## begin

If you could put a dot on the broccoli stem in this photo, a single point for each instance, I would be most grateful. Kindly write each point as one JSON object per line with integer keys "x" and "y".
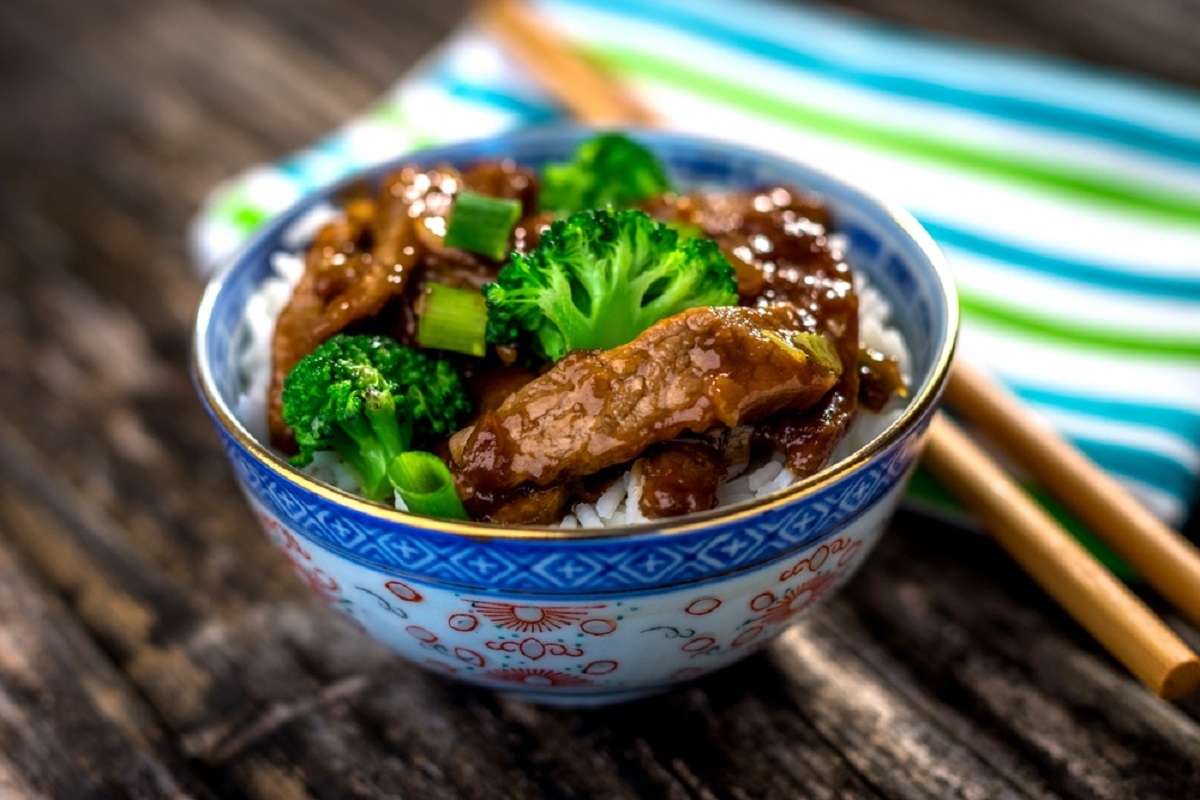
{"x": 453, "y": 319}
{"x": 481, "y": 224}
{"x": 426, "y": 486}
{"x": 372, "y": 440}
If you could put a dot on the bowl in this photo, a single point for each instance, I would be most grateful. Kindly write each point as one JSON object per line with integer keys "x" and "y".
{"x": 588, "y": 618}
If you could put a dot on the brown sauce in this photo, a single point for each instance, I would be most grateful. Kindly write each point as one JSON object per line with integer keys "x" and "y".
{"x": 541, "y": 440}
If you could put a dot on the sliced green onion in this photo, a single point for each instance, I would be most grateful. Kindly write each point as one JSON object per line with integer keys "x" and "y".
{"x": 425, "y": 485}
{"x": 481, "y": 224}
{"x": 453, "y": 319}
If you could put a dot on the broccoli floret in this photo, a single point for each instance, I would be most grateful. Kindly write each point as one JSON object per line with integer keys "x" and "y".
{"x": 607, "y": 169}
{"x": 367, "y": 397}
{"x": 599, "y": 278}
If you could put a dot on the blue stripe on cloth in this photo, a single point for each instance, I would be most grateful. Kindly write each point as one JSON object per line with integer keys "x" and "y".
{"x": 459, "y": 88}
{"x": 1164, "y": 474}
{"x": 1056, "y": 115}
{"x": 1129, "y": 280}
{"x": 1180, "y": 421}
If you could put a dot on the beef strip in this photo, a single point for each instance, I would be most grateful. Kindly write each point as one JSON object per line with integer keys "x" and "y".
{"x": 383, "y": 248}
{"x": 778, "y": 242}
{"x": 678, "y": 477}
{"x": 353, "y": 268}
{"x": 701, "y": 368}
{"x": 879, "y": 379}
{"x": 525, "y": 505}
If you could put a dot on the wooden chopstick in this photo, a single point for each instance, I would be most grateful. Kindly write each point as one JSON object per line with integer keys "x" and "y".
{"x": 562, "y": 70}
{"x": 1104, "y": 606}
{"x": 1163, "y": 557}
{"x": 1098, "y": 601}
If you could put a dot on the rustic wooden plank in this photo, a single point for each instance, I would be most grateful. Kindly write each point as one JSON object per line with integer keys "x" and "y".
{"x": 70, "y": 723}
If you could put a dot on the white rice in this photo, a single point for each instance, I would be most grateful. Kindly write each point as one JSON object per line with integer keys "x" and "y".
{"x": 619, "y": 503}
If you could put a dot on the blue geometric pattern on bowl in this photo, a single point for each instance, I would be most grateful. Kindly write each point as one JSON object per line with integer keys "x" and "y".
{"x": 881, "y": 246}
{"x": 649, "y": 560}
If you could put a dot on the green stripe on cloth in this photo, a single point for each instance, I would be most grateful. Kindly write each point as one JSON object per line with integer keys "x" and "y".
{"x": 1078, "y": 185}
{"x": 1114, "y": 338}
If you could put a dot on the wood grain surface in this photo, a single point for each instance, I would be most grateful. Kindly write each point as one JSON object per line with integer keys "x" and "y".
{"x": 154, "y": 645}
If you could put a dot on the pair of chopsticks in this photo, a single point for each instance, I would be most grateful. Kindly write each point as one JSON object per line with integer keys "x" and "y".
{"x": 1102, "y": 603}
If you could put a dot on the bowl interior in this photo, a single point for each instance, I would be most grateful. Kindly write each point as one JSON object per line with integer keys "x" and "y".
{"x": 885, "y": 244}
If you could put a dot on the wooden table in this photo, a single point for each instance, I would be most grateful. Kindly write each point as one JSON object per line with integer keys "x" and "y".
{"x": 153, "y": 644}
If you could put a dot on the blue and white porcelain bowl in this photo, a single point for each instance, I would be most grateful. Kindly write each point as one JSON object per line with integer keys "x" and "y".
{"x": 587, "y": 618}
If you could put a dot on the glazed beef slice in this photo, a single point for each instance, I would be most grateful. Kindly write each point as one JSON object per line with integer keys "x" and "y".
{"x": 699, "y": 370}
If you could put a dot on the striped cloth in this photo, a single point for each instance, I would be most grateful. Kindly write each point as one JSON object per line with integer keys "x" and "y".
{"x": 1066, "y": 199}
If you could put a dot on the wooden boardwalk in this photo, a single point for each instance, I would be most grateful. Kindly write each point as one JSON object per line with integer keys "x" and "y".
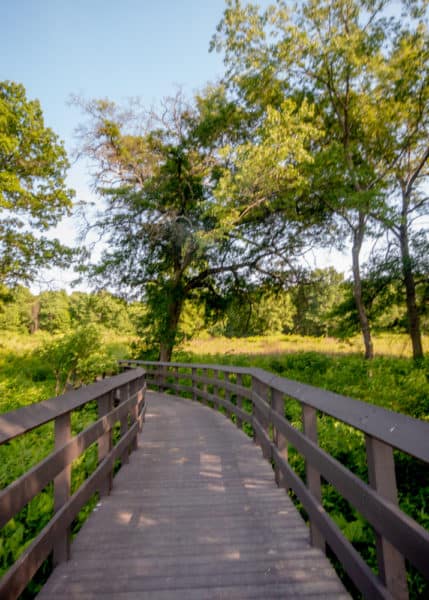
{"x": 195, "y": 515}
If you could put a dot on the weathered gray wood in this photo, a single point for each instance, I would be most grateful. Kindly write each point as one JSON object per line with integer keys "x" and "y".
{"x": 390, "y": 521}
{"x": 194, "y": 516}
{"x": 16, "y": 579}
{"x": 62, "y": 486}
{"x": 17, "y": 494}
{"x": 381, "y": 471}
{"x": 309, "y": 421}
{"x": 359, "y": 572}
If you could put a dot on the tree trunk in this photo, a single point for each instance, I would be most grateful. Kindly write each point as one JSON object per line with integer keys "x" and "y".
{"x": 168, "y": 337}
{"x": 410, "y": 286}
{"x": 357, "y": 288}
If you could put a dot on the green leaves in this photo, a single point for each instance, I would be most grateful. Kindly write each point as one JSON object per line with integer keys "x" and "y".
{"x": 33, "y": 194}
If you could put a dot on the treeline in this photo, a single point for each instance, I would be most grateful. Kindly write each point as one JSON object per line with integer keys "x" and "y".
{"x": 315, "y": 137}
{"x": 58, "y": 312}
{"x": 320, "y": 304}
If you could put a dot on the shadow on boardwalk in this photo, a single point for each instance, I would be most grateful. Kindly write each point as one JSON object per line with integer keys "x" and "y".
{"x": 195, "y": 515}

## end
## begin

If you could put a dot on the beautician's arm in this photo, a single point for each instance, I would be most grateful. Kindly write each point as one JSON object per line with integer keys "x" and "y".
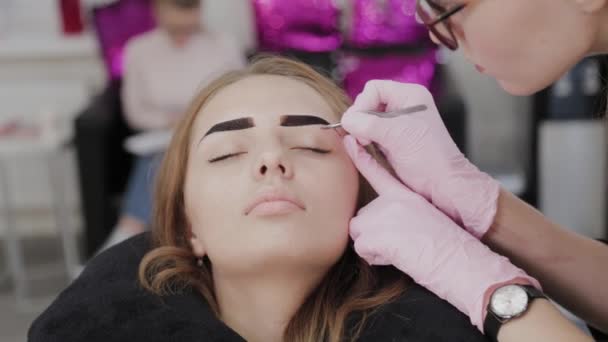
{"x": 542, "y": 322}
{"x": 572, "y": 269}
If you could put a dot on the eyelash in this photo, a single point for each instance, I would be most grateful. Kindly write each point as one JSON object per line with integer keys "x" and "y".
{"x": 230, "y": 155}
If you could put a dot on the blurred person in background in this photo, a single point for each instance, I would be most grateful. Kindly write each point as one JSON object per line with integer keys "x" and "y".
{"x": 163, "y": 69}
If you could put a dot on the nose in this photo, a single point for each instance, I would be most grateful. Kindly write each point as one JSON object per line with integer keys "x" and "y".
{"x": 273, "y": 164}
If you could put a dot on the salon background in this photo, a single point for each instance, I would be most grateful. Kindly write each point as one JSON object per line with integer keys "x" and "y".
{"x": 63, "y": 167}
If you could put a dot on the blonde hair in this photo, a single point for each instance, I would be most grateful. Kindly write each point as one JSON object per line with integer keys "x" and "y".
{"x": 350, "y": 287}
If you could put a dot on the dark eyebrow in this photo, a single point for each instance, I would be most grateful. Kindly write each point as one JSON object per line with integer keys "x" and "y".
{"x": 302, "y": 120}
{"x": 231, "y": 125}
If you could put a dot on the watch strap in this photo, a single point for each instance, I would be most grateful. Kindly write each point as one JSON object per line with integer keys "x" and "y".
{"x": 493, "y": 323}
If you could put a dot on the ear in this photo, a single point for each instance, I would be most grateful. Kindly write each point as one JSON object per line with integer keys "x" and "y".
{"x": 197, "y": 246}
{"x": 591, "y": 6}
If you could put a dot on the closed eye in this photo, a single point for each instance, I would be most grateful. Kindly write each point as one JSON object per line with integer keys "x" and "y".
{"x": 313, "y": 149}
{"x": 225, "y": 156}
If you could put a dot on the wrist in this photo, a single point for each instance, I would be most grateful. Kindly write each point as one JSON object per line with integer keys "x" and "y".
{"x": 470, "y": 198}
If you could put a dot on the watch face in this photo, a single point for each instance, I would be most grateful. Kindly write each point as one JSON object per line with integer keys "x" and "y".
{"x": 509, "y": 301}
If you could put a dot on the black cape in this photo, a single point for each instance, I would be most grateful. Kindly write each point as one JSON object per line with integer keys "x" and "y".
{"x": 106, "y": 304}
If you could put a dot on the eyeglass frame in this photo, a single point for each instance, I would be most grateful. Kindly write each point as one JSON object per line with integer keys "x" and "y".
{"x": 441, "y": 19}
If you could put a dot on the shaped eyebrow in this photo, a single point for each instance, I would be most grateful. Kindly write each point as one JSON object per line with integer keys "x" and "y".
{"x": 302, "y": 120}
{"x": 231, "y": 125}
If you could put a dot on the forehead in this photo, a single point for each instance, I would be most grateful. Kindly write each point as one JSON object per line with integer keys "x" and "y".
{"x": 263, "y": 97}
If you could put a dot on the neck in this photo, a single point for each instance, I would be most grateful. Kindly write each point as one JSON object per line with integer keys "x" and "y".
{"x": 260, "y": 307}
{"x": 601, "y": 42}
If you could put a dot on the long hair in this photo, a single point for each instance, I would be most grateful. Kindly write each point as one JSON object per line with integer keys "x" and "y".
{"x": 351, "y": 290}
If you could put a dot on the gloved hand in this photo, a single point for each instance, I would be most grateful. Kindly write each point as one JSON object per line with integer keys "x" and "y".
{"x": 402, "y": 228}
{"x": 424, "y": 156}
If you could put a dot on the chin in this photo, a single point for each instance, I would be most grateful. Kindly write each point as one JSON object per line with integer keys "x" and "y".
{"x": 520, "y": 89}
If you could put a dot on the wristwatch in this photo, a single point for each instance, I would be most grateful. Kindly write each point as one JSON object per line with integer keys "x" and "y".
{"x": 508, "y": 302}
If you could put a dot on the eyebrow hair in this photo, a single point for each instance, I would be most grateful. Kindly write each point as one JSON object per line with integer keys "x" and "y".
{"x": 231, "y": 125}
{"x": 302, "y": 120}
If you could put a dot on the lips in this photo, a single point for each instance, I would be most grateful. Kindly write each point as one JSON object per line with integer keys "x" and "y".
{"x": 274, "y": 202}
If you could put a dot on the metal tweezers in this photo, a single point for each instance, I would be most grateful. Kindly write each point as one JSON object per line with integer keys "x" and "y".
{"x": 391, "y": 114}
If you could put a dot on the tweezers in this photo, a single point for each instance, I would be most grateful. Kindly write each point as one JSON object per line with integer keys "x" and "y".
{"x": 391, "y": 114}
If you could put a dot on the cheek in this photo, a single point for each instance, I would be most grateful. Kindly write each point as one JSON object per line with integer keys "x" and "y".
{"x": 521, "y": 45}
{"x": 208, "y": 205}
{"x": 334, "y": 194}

## end

PROBLEM STATEMENT -
Pick out and copy every line in the rows above that contains the word "blue". Letter case must match.

ANSWER BELOW -
If you could put a dot on the blue stripe on cloth in this photo, a single point for each instance, I would be most grateful. Kindly write each point as one JSON object per line with integer keys "x" and "y".
If you could put a dot on the blue geometric pattern on bowl in this photo, a single point for each instance, I would be most grateful. Kindly write each point as one JSON object per line with integer keys "x" and "y".
If you could put a dot on the blue and white porcelain bowl in this photo, a single point for each instance, I would be most grateful. Kindly write each point as one JSON object per line with integer keys "x" and "y".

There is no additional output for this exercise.